▶ [Work instructions] Rename "instance" to "occurrence" throughout the material from the line with "6, row 415." up to and including the line with "column 49, row 232". Reproduce those lines in full and leave everything else in them unchanged.

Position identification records
= = = = = = =
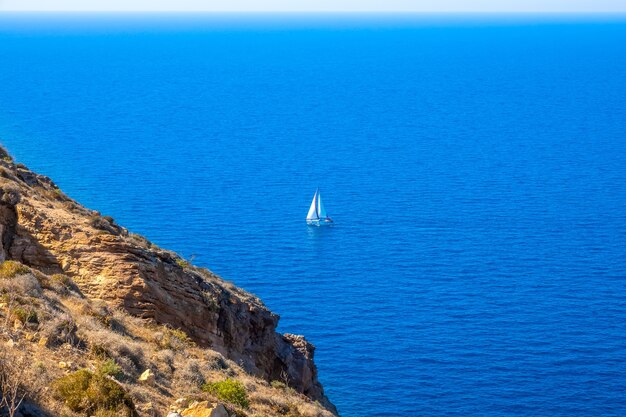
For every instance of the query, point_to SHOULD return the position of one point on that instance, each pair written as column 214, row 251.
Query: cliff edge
column 43, row 229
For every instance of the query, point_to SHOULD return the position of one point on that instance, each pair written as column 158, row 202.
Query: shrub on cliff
column 229, row 390
column 91, row 393
column 10, row 269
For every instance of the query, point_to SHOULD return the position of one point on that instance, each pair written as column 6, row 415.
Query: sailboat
column 317, row 213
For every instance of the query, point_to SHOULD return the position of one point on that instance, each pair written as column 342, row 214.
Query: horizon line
column 331, row 12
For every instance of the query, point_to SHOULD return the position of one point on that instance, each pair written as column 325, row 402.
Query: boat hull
column 320, row 222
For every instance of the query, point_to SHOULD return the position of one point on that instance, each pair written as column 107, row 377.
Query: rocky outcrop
column 48, row 231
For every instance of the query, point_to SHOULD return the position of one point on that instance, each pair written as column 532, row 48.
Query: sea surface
column 475, row 167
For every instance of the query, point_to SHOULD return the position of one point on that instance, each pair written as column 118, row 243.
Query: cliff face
column 45, row 230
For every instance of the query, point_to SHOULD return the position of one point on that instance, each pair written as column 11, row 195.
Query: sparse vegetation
column 86, row 392
column 10, row 269
column 229, row 390
column 74, row 356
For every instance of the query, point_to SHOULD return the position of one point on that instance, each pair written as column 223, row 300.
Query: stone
column 205, row 409
column 147, row 377
column 49, row 232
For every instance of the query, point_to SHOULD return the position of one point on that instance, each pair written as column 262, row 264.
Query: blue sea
column 475, row 167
= = = = = = =
▶ [Task answer]
For every occurrence of the query, point_to SHOULD return the position of one point on that occurrence, each pair written as column 6, row 415.
Query: sailboat
column 317, row 213
For every occurrence of the query, point_to SHOULD return the position of one point on that occurrence, each pair written as column 342, row 214.
Query: horizon line
column 331, row 12
For every occurrence of the query, point_to SHOULD return the position of one point on that occurrence, each pair written as column 325, row 402.
Query: boat hull
column 320, row 222
For every occurrence of the query, point_to SHOULD return the position of one point on that occurrence, each pair written as column 107, row 377.
Query: rocky outcrop
column 48, row 231
For every occurrence of the query, point_to SHOULD return the position of one point on that occurrence, each pair written as column 532, row 48.
Query: sea surface
column 475, row 167
For every occurrence of the query, point_to SHOULD return the position of one point on that occurrence, each pair written as column 118, row 243.
Query: cliff face
column 45, row 230
For every occurrence of the query, point_to SHOULD return the position of one point on that occurrence, each pair written as column 11, row 195.
Query: sparse vegetation
column 86, row 392
column 10, row 269
column 229, row 390
column 74, row 356
For every occurrence of the query, point_to SHOULD return the position of one point on that occurrence, each pair written as column 223, row 300.
Query: stone
column 205, row 409
column 147, row 377
column 49, row 232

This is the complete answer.